EXCERPT PROVIDED
◆ ◆ ◆ ◆ ◆

There is an abundant discussion about big data, also on the definition of it (e.g. http://whatsthebigdata.com/2012/06/06/a-very-short-history-of-big-data/). I would say for me big data is when I the data becomes so big that you need to shard your databases and create distributed solutions to computational heavy routines on multiple machines e.g. using mahout, pig or some other map/reduce approach http://de.wikipedia.org/wiki/MapReduce.
In comparison to big data, my data is rather small (20.000 Twitter Users, 50 Mio. Tweets, and ~ 50 Mio x 100 Retweets). It fits on one machine and yet creates a lot of problems when dealing with it. I thought I’d write-up some of the solutions I have found when approaching these Social Network specific data problems.
One of they key routines of my work is extracting networks among people. The easiest network are the friend and follower connections storing and retrieving those is a problem of its own (which I will cover in another blog post). I will show you why storing ~ 100.000 ties per person in a Mysql database is a bad idea.
The next relevant ties are the @-connections. Which correspond to one person mentioning another person in a tweet. These ties are more interesting since they indicate a stronger relationship between people. But extracting them is also a bit harder. Why? Well, if we have 20.000 Persons that we want to create a network of @-mentions in between, this also means that we have max 20.000 x 3200 (3200 being the maximum number of tweets we can extract for a person using the Twitter API) Tweets in our database. This means around ~ 50 Mio of tweets, where each tweet has to be searched for the occurrence of one of the 20.000 usernames. This leads to algorithm #1:
Suppose that in project we are having our 20.000 people, that we want to analyze the network between. In usernames we are storing the names that we want to match each tweet against. The algorithm is simple we read the tweets of every person and check:
If the criteria are met we add an edge in the form [From, To, strength] to our network which we store in values. Each mention has a strength of one. At the end we aggregate those ties adding up the ties having the same pairs of users and adding the values. The result is a network containing the @interactions. Great. But we have a problem, which is the time that it takes to compute this. Why? Well I’ve created a toy sample to show you. It contains 57 people and ~ 120.000 tweets with up to 100 retweets for each tweet. The time it takes to generate the network between them is almost 32 seconds.
This looks good, but if we start to match each tweet against 20.000 people instead of 57 people our performance goes down drastically from around 0.5 seconds per person to almost 60-80 seconds per person. If we now extrapolate from this (60seconds/person * 20.000 Persons)/(3600*24) ~ 10-15 days!! It will take around two weeks to generate this rather small network of 20k people, plus we can never be sure if this process won’t crash because we have used up all the memory of the machine. What to do?
I have mentioned delayed job https://github.com/collectiveidea/delayed_job which is a great gem to be able to create tons of small jobs which can then be processed in parallel by a multitude of workers. We will create a job for each person, write down the results of the job in a csv file and then at the end aggregate all jobs results. This results in algorithm #2:
I’ve created three methods, the first one creates the jobs, one for each person. The second one aggregates the jobs results and is called when all jobs have been processed. The last one is the actual job itself, which is very similar to algorithm #1 except that it saves the output to a csv file instead of an array in the memory. This approach is kind of similar to map reduce since we are in parallel computing the networks for each person and then map or aggregate the results. Additionally I use a method that queries the db periodically to see if the delayed jobs finished their work:
What about the results? For the toy network we get around 21 seconds to finish the jobs. We have improved quite a lot, but how about the 20.000k network. Well sadly the performance did not improve much because the bottleneck is still the same each job has to go through each persons’ tweets and find the ones that contain the username. Thus despite now being able to use multiple cores we are stuck with the db bottleneck. What to do?

◆ ◆ ◆ ◆ ◆

Stored items:
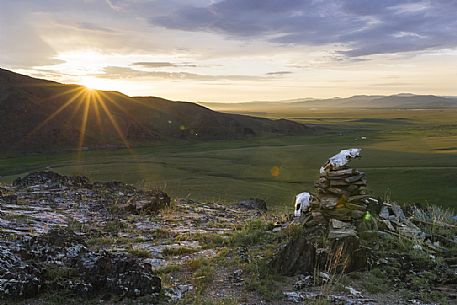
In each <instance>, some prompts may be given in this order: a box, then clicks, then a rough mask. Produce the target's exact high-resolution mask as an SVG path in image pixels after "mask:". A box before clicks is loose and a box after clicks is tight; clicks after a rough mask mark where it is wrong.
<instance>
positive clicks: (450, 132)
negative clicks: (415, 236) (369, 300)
mask: <svg viewBox="0 0 457 305" xmlns="http://www.w3.org/2000/svg"><path fill="white" fill-rule="evenodd" d="M455 114H456V113H455V112H453V113H443V112H440V111H436V112H433V111H427V112H424V111H418V112H414V111H409V112H406V111H400V110H398V111H391V112H386V111H380V112H376V111H372V112H363V111H362V112H360V113H333V114H332V113H307V114H296V113H295V114H290V113H289V114H277V116H280V115H286V116H288V117H295V118H300V117H312V118H314V119H313V120H310V119H303V118H302V119H297V120H299V121H303V122H311V123H316V122H319V123H320V124H322V125H325V126H327V127H329V128H330V129H329V130H330V131H329V132H326V133H324V134H321V135H310V136H297V137H276V138H255V139H250V140H245V141H243V140H230V141H211V142H206V143H174V144H161V145H156V146H151V147H141V148H135V149H133V150H131V151H128V150H125V149H119V150H99V151H86V152H82V153H81V156H80V159H79V160H78V159H77V155H76V153H74V152H72V153H57V154H27V155H14V156H4V157H0V181H4V182H10V181H12V180H13V179H14V178H15V177H17V176H18V175H24V174H25V173H27V172H29V171H33V170H39V169H45V168H46V167H51V168H52V169H54V170H56V171H58V172H60V173H62V174H80V175H86V176H89V177H90V178H91V179H92V180H104V181H106V180H121V181H125V182H128V183H132V184H135V185H137V186H140V187H146V188H154V187H160V188H163V189H164V190H165V191H166V192H168V193H169V194H170V195H171V196H173V197H187V196H190V198H193V199H196V200H214V201H216V200H217V201H222V202H235V201H237V200H239V199H243V198H249V197H260V198H263V199H265V200H267V203H268V205H269V208H271V209H273V210H278V211H284V210H285V209H287V210H290V206H291V203H292V201H293V198H294V196H295V194H297V193H298V192H302V191H305V190H307V191H312V190H313V182H314V181H315V179H316V178H317V177H318V174H319V167H320V166H321V165H322V163H324V162H325V160H326V159H327V158H328V157H329V156H331V155H333V154H335V153H337V152H338V151H339V150H340V149H343V148H348V147H354V146H360V147H362V148H363V149H364V152H363V158H362V159H361V160H357V161H354V162H353V166H354V167H357V168H360V169H362V170H364V171H365V172H366V173H367V177H368V185H369V187H370V189H371V190H372V191H373V194H374V195H377V196H387V197H390V198H391V199H392V200H396V201H400V202H405V203H434V204H440V205H443V206H447V207H452V208H454V209H455V207H456V201H457V199H455V198H457V184H455V181H457V149H453V147H455V146H456V145H455V143H456V142H457V141H456V140H457V127H456V125H455V124H454V123H452V117H454V118H455V116H453V115H455ZM399 117H401V118H404V119H405V120H403V119H402V120H400V121H401V122H403V121H405V123H401V124H400V123H398V122H397V121H398V120H397V119H396V118H399ZM372 118H377V119H376V120H373V119H372ZM340 132H341V133H342V134H340ZM362 136H364V137H367V140H363V141H362V140H361V137H362ZM274 166H278V167H279V168H280V175H279V176H272V172H271V169H272V168H273V167H274Z"/></svg>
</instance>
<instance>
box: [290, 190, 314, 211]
mask: <svg viewBox="0 0 457 305" xmlns="http://www.w3.org/2000/svg"><path fill="white" fill-rule="evenodd" d="M310 201H311V194H310V193H307V192H304V193H300V194H298V195H297V196H295V210H294V215H295V216H296V217H299V216H300V215H301V213H302V212H305V211H307V210H308V209H309V206H310Z"/></svg>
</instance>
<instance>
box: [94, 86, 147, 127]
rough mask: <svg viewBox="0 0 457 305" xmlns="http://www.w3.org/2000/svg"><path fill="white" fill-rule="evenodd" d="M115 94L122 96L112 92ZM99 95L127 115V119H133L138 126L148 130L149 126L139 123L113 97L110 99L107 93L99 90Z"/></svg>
mask: <svg viewBox="0 0 457 305" xmlns="http://www.w3.org/2000/svg"><path fill="white" fill-rule="evenodd" d="M114 93H115V94H116V95H118V96H120V97H123V96H122V95H121V94H119V93H118V92H114ZM100 95H102V96H103V97H104V98H106V99H107V100H108V101H109V102H111V103H112V104H113V105H114V106H115V107H116V108H118V109H119V110H121V111H122V112H123V113H124V114H125V115H127V116H128V118H129V119H131V120H132V121H134V122H135V123H136V124H138V125H139V126H141V128H143V129H145V130H149V131H151V130H150V128H148V127H147V126H145V125H144V124H143V123H141V122H140V121H139V120H137V119H136V118H135V117H134V116H132V115H131V114H130V113H129V112H128V111H127V110H126V109H125V108H124V107H122V106H121V105H119V103H118V102H117V101H115V100H114V99H112V98H111V97H110V96H109V95H107V94H106V93H105V92H100Z"/></svg>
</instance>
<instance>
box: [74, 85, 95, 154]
mask: <svg viewBox="0 0 457 305" xmlns="http://www.w3.org/2000/svg"><path fill="white" fill-rule="evenodd" d="M92 95H93V93H92V92H87V91H86V92H85V95H84V98H83V103H84V112H83V115H82V118H81V126H80V128H79V147H78V150H79V151H81V149H82V147H83V144H84V139H85V136H86V130H87V119H88V116H89V111H90V105H91V103H92Z"/></svg>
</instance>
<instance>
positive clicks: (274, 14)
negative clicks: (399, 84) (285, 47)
mask: <svg viewBox="0 0 457 305" xmlns="http://www.w3.org/2000/svg"><path fill="white" fill-rule="evenodd" d="M456 10H457V1H453V0H437V1H433V2H431V1H417V0H383V1H366V0H326V1H323V0H316V1H309V0H284V1H276V0H221V1H213V2H211V4H209V5H200V6H197V5H186V4H181V6H180V7H179V8H178V9H176V10H175V11H174V12H172V13H169V14H166V15H162V16H152V17H150V18H149V21H150V22H151V23H152V24H154V25H159V26H162V27H166V28H169V29H178V30H183V31H200V32H210V33H223V34H225V35H226V36H229V37H235V38H239V39H244V38H246V37H250V38H256V39H259V40H266V41H270V42H274V43H279V44H297V45H313V46H314V45H327V44H333V45H335V46H337V47H338V48H339V54H342V55H344V56H348V57H359V56H366V55H373V54H392V53H401V52H410V51H424V50H428V49H446V48H455V47H457V31H455V29H456V28H457V18H455V11H456Z"/></svg>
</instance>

◆ ◆ ◆ ◆ ◆

ACTIVITIES
A – In the post on building Twitter @-mention networks, how long does the first algorithm take to generate the network for the toy sample?
B – Continue the post on building Twitter @-mention networks from where it stops.

RESULTS FOR THE EXERCISE
A – Almost 32 seconds.

B –
To solve the problem of the slow lookup time, we will use a full-fledged search engine called lucene http://de.wikipedia.org/wiki/Lucene which is being accessed by a java solr servlet http://en.wikipedia.org/wiki/Solr. Since we want to use it in rails we will additionally use the http://sunspot.github.com/ gem that makes things even more elegant. Ok what is this about? Well basically we add a server that indexes the tweets in the database and provides an ultra fast search on this corpus. To make our tweets searchable we have to add this description to the model to tell solr what to index:
In this case we want to index the tweet text and all of the corresponding retweet ids. After this all is left is to start the solr server (after you installed the gems etc.) by rake sunspot:solr:start and do a full reindexing of our tweets by rake sunspot:solr:reindex. This might take a while, even up to a day if your database is big. If we are done we can now use the third algorithm:
It is similar to the ones we have seen before yet different in the way that we are not using two iterating loops anymore. Instead for each person we fetch the tweets that mention this person by using full text “@person.username”, which returns all the tweets in which this person was mentioned with an at sign. Then for these we double-check if the author of this tweet is not the same person (loop) and if the tweets don’t include “RT” and have no retweets. If the match these criteria we similarly create a tie. And similarly we aggregate these ties at the end. What about the performance of this algorithm? For the toy project it finishes around 2 seconds. And for the 20.000 k network I’ve displayed some of the times per person results below:
As you can see, even when we are analyzing 20.000 people at the same time per person we get results that are often under one second and up to 10 seconds in peaks, when the person has been mentioned a lot, and we need time to filter those results. One final thing, I’ve noticed that the standard Tokenizer in Solr strips the @sign from the tokens, that’s why for the search engine the term “@facebook” and “facebook” means the same (see my post on stackoverflow http://stackoverflow.com/questions/11153155/solr-sunspot-excact-search-for-words). But in this case I actually care for this difference, while in the first the person is addressing the @facebook account on twitter, in the later the person might be only saying something about facebook and not addressing this particular account. So if we change the tokenizer to whitespaceTokenizer, which doesn’t remove these @ signs we are actually able to search for both.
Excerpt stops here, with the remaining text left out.